**WHAT IS ASKED:**
In the passage on assigning probabilities, list every number written as numerals, in the order they appear.

[START EXCERPTED PASSAGE]

In the previous post, we reviewed reasons why having probabilities is a good idea. These foundations defined probabilities as numbers following certain rules, like the product rule and the rule that mutually exclusive probabilities sum to 1 at most. These probabilities have to hang together as a coherent whole. But just because probabilities hang together a certain way, doesn’t actually tell us what numbers to assign.
I can say a coin flip has P(heads)=0.5, or I can say it has P(heads)=0.999; both are perfectly valid probabilities, as long as P(tails) is consistent. This post will be about how to actually get to the numbers.
If the probabilities aren’t fully determined by our desiderata, what do we need to determine the probabilities? More desiderata!
Our final desideratum is motivated by the perspective that our probability is based on some state of information. This is acknowledged explicitly in Cox’s scheme, but is also just a physical necessity for any robot we build. Thus we add our new desideratum: Assign probabilities that are consistent with the information you have, but don’t make up any extra information. It turns out this is enough to let us put numbers to the probabilities.

[END EXCERPTED PASSAGE]
[START RECORDS]

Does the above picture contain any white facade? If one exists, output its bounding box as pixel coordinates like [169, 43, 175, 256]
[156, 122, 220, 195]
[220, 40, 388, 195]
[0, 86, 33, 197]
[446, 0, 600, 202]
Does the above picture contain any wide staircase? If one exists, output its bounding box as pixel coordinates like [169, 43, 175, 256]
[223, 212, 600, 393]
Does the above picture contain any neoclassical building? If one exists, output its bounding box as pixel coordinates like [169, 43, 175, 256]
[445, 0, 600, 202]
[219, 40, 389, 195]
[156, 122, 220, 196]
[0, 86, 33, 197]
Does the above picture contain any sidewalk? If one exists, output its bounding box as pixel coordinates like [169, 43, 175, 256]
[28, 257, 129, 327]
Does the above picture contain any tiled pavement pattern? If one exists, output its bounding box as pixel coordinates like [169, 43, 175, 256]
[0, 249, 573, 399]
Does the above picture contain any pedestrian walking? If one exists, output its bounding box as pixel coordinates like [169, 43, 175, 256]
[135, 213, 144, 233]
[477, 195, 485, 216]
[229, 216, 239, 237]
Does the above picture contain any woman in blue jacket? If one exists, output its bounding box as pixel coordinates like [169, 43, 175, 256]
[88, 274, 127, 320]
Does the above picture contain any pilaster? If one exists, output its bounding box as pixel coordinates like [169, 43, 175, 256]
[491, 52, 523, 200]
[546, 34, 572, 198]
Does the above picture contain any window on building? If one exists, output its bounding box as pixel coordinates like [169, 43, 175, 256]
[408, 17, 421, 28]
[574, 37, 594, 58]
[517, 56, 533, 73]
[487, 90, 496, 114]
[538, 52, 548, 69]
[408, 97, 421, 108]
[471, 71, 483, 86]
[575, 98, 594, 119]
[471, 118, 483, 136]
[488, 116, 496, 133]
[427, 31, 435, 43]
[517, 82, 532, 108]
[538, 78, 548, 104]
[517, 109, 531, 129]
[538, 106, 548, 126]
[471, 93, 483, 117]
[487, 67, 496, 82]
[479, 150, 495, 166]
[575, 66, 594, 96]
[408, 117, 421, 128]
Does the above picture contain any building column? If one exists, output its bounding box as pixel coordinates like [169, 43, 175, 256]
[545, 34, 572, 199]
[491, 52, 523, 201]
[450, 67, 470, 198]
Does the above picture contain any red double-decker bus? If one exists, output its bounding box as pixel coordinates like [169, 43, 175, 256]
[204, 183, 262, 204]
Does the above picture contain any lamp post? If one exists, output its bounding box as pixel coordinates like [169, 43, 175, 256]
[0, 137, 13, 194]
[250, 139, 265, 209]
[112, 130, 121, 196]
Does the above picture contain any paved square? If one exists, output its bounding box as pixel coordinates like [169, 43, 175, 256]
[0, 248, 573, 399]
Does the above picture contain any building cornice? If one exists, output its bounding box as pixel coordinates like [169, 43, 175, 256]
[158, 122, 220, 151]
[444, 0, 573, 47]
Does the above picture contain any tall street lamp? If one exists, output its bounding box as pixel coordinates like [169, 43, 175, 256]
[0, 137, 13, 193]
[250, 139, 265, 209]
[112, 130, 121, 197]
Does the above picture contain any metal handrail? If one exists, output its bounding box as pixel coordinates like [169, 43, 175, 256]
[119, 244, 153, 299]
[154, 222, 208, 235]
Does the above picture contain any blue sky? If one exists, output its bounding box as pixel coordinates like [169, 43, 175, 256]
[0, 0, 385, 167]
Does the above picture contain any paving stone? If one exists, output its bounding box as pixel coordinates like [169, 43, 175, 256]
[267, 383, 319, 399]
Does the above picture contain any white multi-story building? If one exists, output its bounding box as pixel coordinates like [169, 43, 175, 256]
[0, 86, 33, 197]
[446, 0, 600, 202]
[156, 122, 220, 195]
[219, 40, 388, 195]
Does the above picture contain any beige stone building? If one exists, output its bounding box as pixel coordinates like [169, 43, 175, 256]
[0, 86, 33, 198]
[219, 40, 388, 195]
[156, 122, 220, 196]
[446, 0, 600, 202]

[END RECORDS]

**RESULT OF THIS TASK:**
1, 0.5, 0.999